▶ [SET PROBLEM] Can you copy, character for character, the lines of the records below, starting at the line that contains "of the player's" and ending at the line that contains "of the lanyard."?

----------------

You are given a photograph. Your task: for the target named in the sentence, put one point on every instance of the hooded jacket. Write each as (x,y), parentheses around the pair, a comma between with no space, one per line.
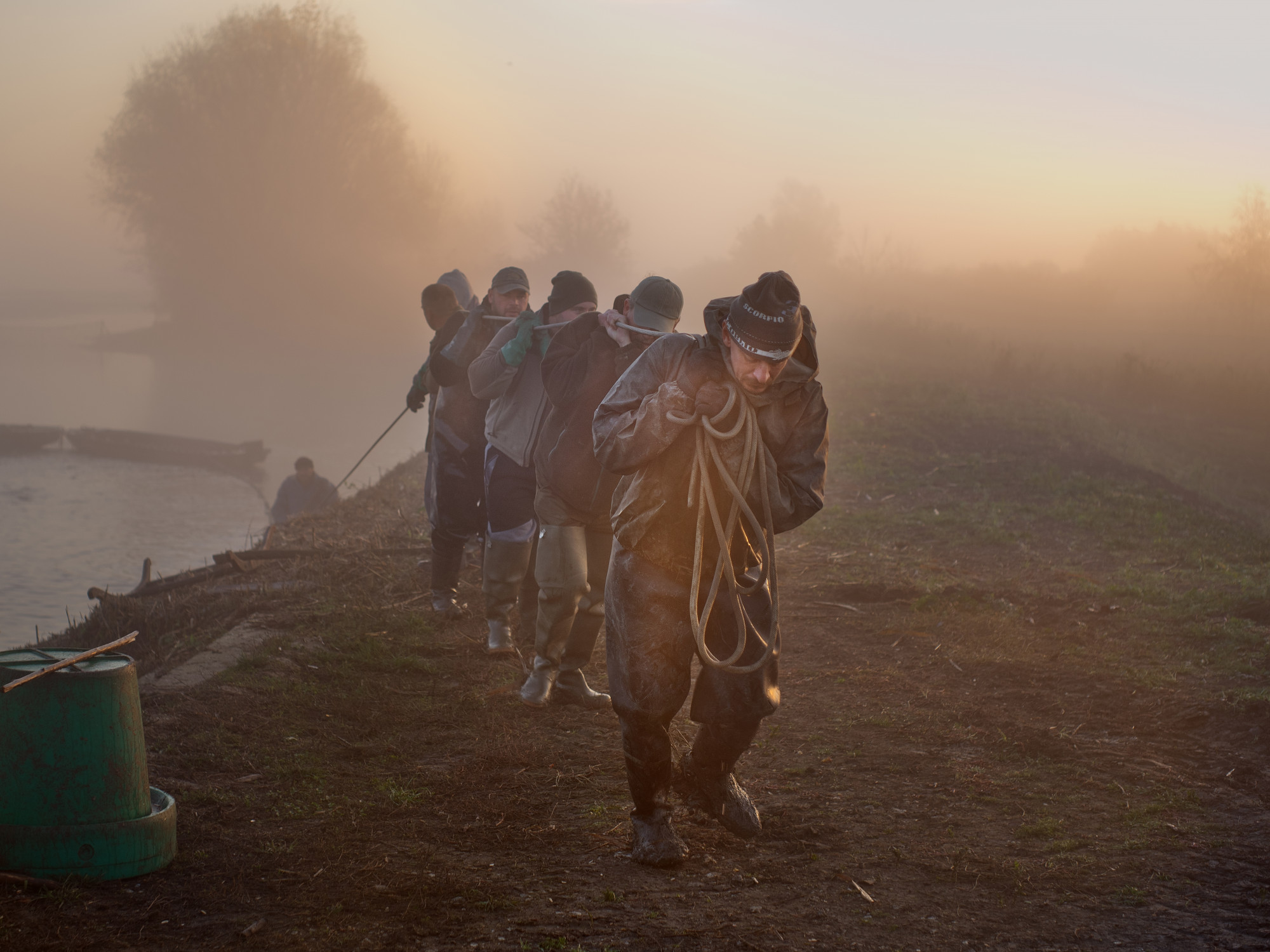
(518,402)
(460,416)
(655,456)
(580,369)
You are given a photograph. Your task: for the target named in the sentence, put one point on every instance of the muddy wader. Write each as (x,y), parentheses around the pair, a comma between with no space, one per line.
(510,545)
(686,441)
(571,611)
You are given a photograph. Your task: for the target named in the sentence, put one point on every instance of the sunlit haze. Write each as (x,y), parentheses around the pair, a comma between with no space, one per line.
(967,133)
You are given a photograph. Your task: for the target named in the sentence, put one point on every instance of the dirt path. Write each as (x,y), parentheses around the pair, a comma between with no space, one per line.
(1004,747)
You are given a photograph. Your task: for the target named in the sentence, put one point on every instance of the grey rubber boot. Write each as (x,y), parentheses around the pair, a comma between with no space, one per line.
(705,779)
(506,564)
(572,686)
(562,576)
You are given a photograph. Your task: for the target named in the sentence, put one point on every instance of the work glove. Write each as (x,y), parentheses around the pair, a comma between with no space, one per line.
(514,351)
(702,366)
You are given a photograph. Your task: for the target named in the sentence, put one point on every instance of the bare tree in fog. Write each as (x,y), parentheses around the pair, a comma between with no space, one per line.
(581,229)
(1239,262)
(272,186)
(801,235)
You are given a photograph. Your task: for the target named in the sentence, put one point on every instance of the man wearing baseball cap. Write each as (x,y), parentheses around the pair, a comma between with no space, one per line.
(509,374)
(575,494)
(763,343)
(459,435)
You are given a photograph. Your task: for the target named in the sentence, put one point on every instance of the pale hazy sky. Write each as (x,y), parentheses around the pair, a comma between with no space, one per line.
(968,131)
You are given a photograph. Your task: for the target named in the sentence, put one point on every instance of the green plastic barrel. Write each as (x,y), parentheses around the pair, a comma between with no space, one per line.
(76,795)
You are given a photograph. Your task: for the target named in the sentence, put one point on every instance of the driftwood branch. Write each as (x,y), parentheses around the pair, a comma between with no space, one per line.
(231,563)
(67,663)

----------------

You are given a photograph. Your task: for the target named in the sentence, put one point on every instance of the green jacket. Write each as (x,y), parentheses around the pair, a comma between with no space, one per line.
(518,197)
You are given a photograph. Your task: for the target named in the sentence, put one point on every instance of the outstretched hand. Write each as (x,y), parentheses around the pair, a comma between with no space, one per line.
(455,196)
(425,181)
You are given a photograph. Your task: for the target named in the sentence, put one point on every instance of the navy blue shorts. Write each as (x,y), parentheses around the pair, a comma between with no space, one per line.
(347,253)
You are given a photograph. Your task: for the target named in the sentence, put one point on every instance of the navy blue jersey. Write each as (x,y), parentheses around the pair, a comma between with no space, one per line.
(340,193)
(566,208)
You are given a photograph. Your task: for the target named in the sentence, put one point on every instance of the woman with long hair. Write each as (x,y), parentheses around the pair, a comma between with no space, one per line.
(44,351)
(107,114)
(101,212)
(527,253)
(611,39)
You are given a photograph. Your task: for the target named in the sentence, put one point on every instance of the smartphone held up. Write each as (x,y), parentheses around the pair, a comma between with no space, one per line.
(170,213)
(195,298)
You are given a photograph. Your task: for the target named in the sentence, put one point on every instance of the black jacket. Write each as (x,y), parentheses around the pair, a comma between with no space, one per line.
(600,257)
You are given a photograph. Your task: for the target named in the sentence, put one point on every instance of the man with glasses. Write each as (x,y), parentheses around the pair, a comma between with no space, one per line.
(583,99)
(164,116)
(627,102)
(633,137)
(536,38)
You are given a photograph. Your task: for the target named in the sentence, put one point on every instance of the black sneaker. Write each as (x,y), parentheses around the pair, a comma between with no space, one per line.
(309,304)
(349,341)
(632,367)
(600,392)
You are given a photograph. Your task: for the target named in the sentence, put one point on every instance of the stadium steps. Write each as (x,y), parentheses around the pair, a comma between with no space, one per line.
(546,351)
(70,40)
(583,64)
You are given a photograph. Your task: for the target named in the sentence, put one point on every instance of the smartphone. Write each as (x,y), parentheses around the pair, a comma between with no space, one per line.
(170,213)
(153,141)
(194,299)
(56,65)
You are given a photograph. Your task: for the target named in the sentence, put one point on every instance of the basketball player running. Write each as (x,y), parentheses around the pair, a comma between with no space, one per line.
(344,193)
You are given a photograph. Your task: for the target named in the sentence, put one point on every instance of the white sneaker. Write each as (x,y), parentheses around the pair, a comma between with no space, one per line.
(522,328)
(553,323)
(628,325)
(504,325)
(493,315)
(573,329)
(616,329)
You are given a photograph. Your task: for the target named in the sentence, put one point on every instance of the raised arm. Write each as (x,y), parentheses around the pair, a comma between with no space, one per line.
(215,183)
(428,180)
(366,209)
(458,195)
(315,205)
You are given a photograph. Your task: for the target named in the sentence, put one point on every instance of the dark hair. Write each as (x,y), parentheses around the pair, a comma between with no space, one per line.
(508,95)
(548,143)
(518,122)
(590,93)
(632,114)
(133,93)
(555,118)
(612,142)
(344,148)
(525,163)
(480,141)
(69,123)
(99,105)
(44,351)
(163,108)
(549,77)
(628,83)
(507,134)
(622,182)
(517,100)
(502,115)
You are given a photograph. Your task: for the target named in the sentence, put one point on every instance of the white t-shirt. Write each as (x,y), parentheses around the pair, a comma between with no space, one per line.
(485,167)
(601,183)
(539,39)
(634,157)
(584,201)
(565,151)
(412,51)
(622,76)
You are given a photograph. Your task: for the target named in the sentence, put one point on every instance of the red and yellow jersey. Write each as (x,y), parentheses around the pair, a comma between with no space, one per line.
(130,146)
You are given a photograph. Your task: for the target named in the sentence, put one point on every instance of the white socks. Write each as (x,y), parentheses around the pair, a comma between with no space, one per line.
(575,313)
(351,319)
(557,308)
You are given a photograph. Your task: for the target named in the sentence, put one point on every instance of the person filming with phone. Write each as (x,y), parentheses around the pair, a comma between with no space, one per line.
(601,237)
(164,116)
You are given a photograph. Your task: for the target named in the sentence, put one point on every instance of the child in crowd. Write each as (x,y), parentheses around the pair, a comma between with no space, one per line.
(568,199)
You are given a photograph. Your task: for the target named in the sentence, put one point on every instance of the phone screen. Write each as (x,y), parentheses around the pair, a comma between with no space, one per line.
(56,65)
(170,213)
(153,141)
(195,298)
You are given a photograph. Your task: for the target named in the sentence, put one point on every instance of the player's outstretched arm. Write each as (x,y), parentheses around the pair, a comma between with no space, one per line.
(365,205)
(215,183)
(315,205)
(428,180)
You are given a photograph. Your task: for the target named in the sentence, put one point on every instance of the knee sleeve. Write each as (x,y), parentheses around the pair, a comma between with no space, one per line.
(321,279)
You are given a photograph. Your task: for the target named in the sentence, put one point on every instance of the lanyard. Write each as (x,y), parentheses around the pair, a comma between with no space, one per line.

----------------

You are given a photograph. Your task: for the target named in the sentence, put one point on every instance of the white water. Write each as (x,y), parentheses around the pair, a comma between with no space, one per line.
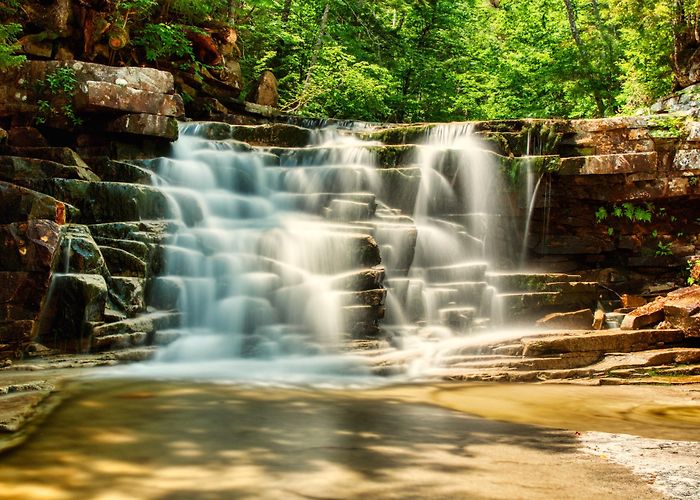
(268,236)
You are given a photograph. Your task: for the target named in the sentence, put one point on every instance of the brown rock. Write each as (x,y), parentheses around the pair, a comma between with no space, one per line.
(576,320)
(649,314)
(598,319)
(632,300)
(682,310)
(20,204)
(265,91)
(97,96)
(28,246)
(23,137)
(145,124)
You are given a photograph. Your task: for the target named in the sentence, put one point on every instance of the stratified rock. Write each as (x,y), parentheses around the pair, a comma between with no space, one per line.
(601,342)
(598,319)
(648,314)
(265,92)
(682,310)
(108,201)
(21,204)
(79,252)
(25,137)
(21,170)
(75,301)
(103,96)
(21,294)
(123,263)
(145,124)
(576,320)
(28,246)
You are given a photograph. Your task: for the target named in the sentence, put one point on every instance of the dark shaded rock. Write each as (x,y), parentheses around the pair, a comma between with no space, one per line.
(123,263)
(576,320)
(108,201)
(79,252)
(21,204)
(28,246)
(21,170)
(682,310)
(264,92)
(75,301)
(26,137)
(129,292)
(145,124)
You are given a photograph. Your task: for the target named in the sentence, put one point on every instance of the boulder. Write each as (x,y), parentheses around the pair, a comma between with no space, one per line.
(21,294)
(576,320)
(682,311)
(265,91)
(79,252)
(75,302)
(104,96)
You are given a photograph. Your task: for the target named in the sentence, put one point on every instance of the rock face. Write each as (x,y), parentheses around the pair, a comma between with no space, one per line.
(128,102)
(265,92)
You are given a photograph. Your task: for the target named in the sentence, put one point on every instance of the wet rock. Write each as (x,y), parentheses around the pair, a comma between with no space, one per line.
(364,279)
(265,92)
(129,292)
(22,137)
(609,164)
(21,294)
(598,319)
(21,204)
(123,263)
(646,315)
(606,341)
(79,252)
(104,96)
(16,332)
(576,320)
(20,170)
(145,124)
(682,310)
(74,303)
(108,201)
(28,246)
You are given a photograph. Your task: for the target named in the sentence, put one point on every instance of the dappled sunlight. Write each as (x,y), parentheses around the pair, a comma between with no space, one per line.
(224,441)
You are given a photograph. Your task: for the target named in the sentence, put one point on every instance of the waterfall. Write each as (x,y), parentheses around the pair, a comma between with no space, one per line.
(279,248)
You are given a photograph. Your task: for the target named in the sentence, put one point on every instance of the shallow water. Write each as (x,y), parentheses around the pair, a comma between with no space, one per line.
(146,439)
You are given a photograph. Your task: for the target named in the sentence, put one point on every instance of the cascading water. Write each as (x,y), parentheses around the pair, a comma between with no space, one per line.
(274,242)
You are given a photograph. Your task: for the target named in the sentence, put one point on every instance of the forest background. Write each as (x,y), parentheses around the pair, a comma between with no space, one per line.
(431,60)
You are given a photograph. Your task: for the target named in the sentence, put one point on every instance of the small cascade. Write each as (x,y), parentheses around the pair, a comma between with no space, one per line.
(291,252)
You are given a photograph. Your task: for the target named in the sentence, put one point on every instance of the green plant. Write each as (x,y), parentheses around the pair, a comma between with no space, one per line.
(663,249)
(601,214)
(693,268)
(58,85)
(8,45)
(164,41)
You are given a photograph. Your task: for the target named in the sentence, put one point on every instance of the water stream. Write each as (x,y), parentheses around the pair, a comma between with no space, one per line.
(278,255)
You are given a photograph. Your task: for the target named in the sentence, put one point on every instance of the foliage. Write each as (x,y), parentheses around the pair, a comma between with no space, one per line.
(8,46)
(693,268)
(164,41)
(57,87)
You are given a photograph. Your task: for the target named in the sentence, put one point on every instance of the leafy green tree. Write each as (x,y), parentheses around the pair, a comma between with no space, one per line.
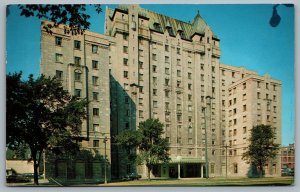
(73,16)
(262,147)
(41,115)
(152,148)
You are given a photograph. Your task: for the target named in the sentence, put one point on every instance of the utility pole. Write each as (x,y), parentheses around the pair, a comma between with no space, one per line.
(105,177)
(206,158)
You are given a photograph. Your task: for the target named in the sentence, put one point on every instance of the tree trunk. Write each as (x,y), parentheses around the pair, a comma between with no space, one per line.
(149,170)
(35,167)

----------------

▶ [EXPECTED OUTPUT]
You are given a photograph. Your task: for the target named in the sentence, put one point on every instance of the player's outstretched arm. Write each as (x,y), parentheses around the pair, a comma between with no space, one per line.
(365,205)
(215,183)
(315,205)
(428,180)
You are given a photograph. Your task: for the target named in the sentence, put one point on every instance of the knee sleeve. Write each as (x,y), parentheses around the pair, a comma between with no space, one per line.
(321,279)
You are given a photograph. Your task: for the target named in the sentence, put one point on every instance of the lanyard. Write each as (x,y), parentheses around the pair, a comma between with no space, one per line.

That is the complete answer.